Page text -
◇ ◇ ◇ ◇

The first phase of the port in the offshore island of Moheshkhali in Cox's Bazar would cost Tk 13,000 crore under public-private partnership (PPP) financing, said the draft final report of a 31-month techno-economic feasibility study.
A Japanese firm -- Pacific Consultant International - that conducted the study since June 2006, submitted the report in February mentioning that the deep sea port would be established on a more than 220-hectare area.
The draft report said the port would revolutionise Bangladesh's trade through sea routes with the South Asian region. And it would help transport of goods to India's seven south-eastern states, Kolkata port and Haldia port, Nepal, Myanmar as well as to Kunmin province of China.
Meanwhile, the report would be placed for an open discussion in the capital tomorrow.
All the stakeholders along with members of the technical committee and staffs related to the study and representatives from different government organisations would participate in the deliberations at Sonargaon Hotel and give their views on the study.
Sources said the deliberations might throw light on if there are scopes to reduce the cost of completing the first phase.
They pointed out that as per the draft final report two 'break-waters'-one 1,950 metres and the other 2,250 metres-- are required to be constructed at the mouth of Sonadia channel to protect the deep sea port from tidal upsurge and waves.
If one break-water can serve the purpose, the cost can be slashed by around Tk 1,000 crore. And there is scope for avoiding acquisition of 300 acres of land if rail tracks can be laid along the road to be constructed, they said.
There are also scopes to revise the estimated cost of dredging the channel, and consider construction of RCC pile-supported jetties instead of the proposed Caission Type Quaywall for those. And this might bring down the cost of the project work significantly (even below Tk 10,000 crore), said the sources.
According to the study report, a harbour with nine 300-metre jetties would be constructed to allow berthing of nine mother vessels, four containers and five general cargo vessels, in the first phase.

◇ ◇ ◇ ◇

Given material -
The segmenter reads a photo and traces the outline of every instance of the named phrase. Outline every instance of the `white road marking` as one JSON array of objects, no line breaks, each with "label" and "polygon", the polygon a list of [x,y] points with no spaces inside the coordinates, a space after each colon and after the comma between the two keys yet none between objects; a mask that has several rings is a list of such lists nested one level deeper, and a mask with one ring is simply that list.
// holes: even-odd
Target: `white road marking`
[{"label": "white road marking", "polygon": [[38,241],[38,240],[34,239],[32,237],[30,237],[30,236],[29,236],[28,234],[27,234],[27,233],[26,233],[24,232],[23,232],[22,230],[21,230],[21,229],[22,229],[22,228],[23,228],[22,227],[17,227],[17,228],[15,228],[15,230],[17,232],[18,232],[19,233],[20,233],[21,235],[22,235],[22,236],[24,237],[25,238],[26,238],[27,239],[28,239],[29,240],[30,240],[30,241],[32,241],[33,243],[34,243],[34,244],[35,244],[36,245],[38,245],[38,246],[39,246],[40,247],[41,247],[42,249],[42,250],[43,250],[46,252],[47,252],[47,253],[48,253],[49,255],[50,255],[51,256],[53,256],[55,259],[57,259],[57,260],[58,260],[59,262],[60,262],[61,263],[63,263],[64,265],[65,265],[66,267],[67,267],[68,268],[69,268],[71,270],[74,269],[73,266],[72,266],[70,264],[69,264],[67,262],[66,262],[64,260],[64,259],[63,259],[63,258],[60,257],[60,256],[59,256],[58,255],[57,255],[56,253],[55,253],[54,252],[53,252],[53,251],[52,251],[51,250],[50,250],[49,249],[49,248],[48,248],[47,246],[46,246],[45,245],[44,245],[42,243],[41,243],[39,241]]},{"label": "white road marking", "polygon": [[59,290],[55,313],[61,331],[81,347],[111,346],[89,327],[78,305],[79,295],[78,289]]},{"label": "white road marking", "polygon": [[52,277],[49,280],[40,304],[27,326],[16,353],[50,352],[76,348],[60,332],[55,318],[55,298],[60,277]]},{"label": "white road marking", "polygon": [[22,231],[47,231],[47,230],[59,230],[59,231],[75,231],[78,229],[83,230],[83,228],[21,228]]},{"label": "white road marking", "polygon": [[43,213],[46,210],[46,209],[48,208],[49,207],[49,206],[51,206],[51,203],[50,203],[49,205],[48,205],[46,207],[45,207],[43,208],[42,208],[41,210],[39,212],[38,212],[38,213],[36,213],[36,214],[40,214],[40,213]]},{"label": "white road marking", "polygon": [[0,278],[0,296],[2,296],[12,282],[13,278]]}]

◇ ◇ ◇ ◇

Exercises -
a. Reproduce part of the deep sea port text, beginning at the words "The draft report" and stopping after the words "on the study.".
b. Answer these questions from the deep sea port text:
(i) Which firm conducted the feasibility study?
(ii) At which venue would the open discussion of the report take place?
(iii) How many 300-metre jetties would the harbor have in the first phase?

Complete answers -
a.
The draft report said the port would revolutionise Bangladesh's trade through sea routes with the South Asian region. And it would help transport of goods to India's seven south-eastern states, Kolkata port and Haldia port, Nepal, Myanmar as well as to Kunmin province of China.
Meanwhile, the report would be placed for an open discussion in the capital tomorrow.
All the stakeholders along with members of the technical committee and staffs related to the study and representatives from different government organisations would participate in the deliberations at Sonargaon Hotel and give their views on the study.

b.
(i) Pacific Consultant International
(ii) Sonargaon Hotel
(iii) Nine